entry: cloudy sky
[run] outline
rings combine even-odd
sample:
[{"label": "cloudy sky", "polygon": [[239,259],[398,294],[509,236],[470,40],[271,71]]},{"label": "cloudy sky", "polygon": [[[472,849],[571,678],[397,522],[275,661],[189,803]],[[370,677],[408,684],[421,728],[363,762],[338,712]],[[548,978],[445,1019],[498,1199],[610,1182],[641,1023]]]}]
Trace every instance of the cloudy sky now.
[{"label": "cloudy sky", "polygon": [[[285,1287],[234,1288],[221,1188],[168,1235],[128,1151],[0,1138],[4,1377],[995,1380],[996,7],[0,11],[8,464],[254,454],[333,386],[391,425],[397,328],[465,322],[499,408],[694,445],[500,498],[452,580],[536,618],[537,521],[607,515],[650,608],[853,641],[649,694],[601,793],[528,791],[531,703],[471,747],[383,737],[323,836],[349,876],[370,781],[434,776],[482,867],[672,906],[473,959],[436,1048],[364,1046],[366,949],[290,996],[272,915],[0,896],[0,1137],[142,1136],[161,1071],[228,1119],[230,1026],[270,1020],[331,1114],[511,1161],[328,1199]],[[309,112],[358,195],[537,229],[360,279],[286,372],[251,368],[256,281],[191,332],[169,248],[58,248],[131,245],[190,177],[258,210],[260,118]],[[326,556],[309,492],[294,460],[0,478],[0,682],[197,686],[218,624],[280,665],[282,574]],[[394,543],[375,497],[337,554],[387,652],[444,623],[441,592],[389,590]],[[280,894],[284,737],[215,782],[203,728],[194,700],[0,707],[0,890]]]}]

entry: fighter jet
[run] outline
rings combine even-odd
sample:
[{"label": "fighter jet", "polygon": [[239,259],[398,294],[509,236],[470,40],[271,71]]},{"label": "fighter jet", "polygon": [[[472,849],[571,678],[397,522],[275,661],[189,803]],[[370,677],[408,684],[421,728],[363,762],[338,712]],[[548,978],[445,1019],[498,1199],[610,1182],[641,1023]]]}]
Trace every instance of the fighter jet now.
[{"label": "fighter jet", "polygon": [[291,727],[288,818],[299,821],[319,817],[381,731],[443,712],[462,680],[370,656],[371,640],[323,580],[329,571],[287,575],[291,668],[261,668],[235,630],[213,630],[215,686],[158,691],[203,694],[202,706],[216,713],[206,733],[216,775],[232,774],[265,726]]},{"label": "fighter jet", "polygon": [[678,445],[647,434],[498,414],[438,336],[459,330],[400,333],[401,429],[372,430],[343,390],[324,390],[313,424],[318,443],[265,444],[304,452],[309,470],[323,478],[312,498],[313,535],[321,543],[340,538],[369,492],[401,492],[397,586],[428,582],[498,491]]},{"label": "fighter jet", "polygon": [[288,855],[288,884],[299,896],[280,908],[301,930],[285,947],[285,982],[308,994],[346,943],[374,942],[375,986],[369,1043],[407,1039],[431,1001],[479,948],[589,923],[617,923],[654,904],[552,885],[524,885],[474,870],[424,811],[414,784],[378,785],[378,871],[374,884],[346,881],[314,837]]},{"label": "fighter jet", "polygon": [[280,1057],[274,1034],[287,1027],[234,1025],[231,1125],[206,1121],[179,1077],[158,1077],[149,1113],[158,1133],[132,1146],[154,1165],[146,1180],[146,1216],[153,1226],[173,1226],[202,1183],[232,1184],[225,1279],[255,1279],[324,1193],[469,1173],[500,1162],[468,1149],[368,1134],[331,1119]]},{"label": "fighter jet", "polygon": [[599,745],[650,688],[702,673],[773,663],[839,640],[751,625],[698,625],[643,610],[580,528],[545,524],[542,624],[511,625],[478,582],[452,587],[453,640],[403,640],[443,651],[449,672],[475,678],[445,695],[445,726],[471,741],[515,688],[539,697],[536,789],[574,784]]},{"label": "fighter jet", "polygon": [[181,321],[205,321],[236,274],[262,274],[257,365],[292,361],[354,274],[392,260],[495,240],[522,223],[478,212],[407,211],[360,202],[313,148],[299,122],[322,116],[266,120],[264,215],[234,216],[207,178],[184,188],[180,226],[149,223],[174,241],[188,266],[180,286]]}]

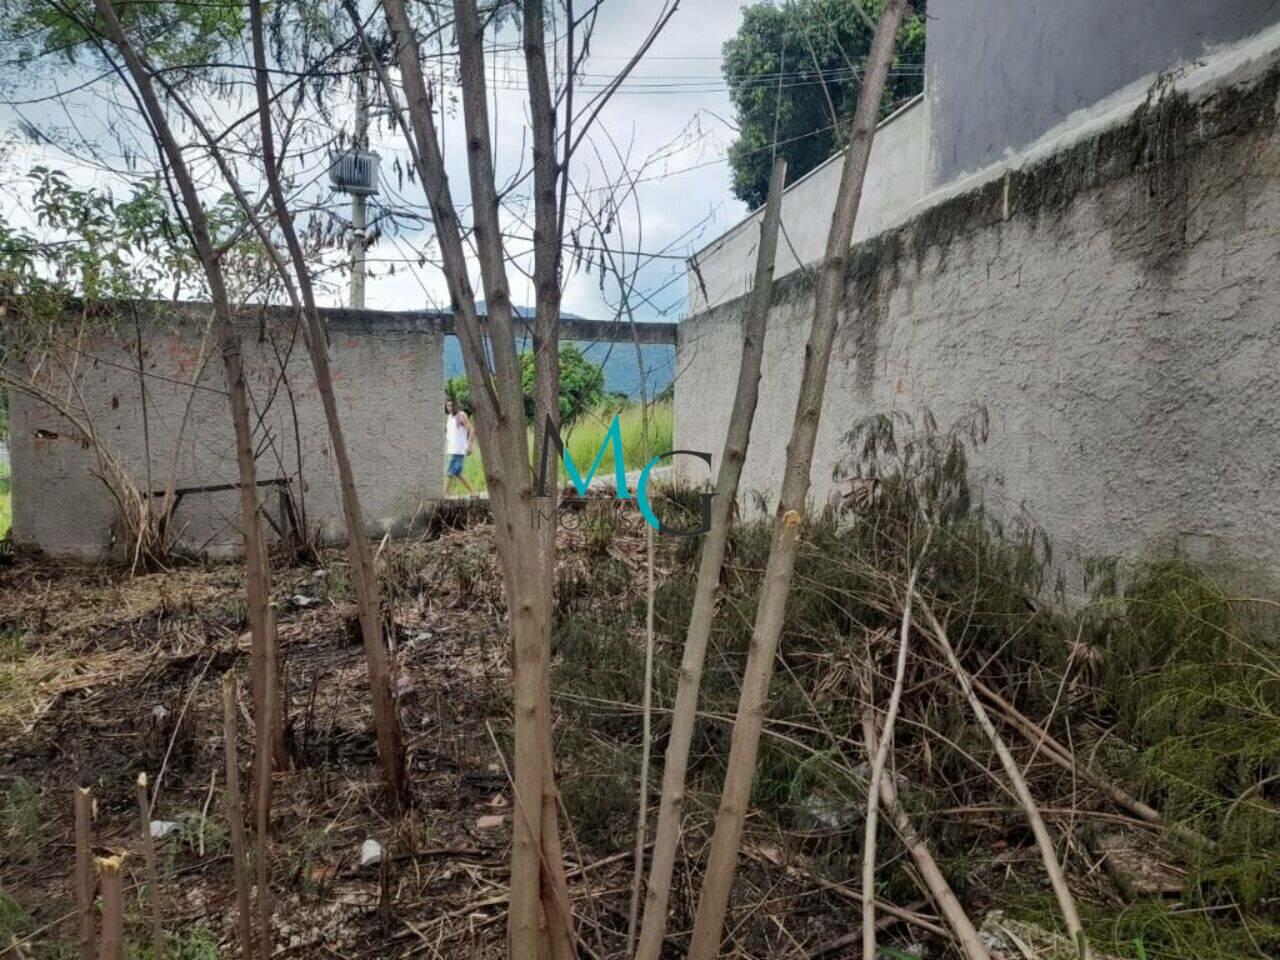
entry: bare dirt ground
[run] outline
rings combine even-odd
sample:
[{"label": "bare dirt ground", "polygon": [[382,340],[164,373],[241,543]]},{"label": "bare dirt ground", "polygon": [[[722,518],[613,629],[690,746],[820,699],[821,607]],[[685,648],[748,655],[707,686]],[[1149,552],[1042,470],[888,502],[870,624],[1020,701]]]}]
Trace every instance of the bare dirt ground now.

#####

Read through the entries and copy every line that includes "dirt".

entry: bare dirt ground
[{"label": "bare dirt ground", "polygon": [[382,340],[164,373],[241,543]]},{"label": "bare dirt ground", "polygon": [[[722,518],[613,629],[690,746],[820,699],[821,607]],[[685,648],[748,655],[707,686]],[[1149,552],[1042,470],[888,502],[870,624],[1020,701]]]}]
Trace every instance of the bare dirt ground now.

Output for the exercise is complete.